- [Requests]
1 - In the text on basis independence in quantum mechanics, what length does a normalized state vector always have?
2 - Rewrite the part of the text on basis independence in quantum mechanics that opens with the words containing "Our Hilbert space is" and closes with "understand QM thoroughly.", putting "functional analysis course" in place of "linear algebra course".

# Basis independence in Quantum Mechanics

The state is a vector in the Hilbert space of the Hamiltonian, which gives it a natural basis in terms of the eigenvectors; distinct eigenvalues then exist in distinct (orthogonal) subspaces - for degenerate values the subspaces are larger, but they are still distinct from all others. Clearly this situation gives many advantages in analysis.

However, this representation, though natural, and dependent only upon the spectral decomposition of the Hamiltonian, is not unique. The experimentalist will prefer to establish a basis which corresponds to his experimental setup! Chosing a different basis will change all of the coordinates, but does not change the states.

To make this clear recall that the state vectors of our Hilbert space can also be viewed a as rays, which are similar to the geometric rays of Euclidean geometry. Imagine the ray first, then superimpose a grid upon it - as you rotate the grid about the origin of the ray the intersections of the grid with the ray define the coordinates for that basis. The coordinates change, but the ray doesn't change. For ordinary geometry the relationships between two rays (angles, projections) don't change, so it is clear that some relationships between the coordinates are fixed - these are properties of a metric space.

Our Hilbert space is a normed space - distances don't mean anything, but a normalized state vector always has a length of 1, even when you change the basis; nor does the length change under unitary operators - hence their name.

All of this becomes clear in a good linear algebra course.

$$\newcommand{\real}{\mathbb R}\newcommand{\field}{\mathbb F}\newcommand{\cx}{\mathbb C}\newcommand{\ip}[2]{\left< #1,#2\right>}$$We need to dive into mathematics of vector spaces and inner products in order to understand what a vector means and what is it mean to take a scalar product of two vectors. There is a long post ahead so bear with me even though you may think that the maths is too abstract and has nothing to do with QM. In fact without understanding the abstract concept of vector spaces it is almost impossible to understand QM thoroughly.

- [Record excerpts]
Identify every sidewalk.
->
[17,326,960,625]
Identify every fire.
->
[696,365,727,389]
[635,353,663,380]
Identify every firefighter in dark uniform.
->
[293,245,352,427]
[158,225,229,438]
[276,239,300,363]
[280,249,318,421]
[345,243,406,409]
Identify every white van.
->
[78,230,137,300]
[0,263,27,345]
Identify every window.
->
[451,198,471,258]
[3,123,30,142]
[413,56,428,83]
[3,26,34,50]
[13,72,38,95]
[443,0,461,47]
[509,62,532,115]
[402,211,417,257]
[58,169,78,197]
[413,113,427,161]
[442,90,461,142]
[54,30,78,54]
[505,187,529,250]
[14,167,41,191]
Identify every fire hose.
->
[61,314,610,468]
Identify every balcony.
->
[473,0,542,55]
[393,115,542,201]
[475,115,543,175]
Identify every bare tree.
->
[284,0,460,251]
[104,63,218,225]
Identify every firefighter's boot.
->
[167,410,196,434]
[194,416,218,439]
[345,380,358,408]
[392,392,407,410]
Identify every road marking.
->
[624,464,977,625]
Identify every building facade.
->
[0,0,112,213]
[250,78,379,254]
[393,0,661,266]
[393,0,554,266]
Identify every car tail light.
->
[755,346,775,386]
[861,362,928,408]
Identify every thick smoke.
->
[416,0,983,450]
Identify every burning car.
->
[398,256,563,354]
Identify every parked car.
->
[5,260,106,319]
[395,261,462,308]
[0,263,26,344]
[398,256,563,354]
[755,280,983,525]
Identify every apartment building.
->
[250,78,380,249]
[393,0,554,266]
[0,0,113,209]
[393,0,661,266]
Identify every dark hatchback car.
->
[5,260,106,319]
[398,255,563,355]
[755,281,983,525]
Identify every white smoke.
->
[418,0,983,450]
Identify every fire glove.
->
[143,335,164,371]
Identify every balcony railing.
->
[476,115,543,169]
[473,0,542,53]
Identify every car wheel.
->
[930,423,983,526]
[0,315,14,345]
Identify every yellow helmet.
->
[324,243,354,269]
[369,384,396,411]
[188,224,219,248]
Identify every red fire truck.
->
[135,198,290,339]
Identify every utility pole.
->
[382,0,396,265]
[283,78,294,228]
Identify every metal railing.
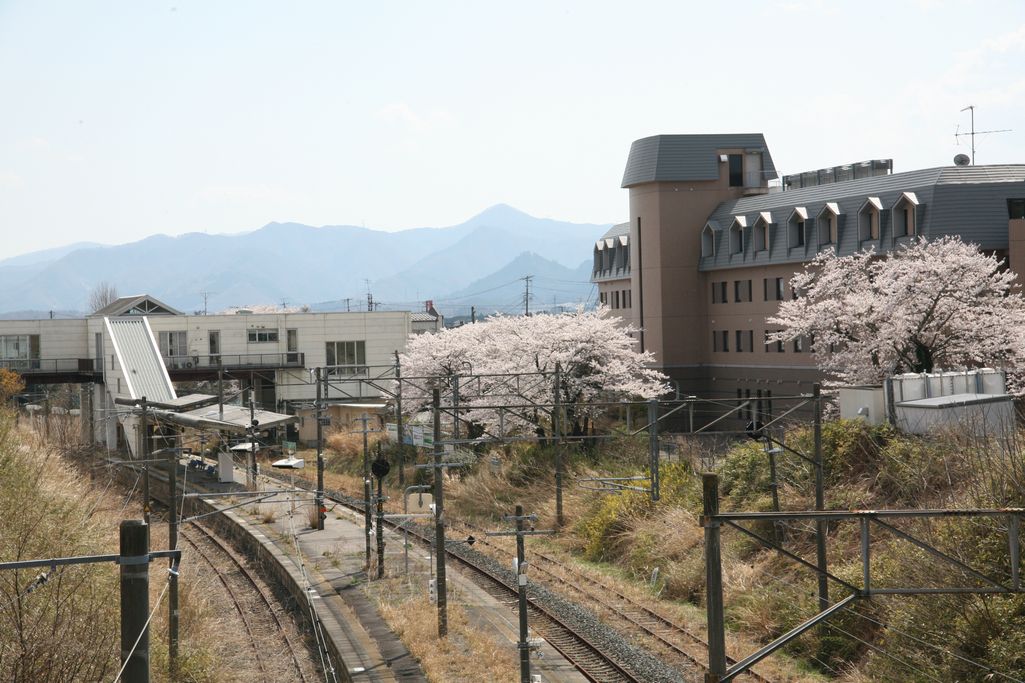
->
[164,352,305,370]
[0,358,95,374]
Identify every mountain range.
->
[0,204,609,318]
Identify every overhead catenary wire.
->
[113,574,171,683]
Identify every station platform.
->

- [Responses per task]
1 - A normalized state vector always has a length of 1, even when the basis changes.

2 -
Our Hilbert space is a normed space - distances don't mean anything, but a normalized state vector always has a length of 1, even when you change the basis; nor does the length change under unitary operators - hence their name.

All of this becomes clear in a good functional analysis course.

$$\newcommand{\real}{\mathbb R}\newcommand{\field}{\mathbb F}\newcommand{\cx}{\mathbb C}\newcommand{\ip}[2]{\left< #1,#2\right>}$$We need to dive into mathematics of vector spaces and inner products in order to understand what a vector means and what is it mean to take a scalar product of two vectors. There is a long post ahead so bear with me even though you may think that the maths is too abstract and has nothing to do with QM. In fact without understanding the abstract concept of vector spaces it is almost impossible to understand QM thoroughly.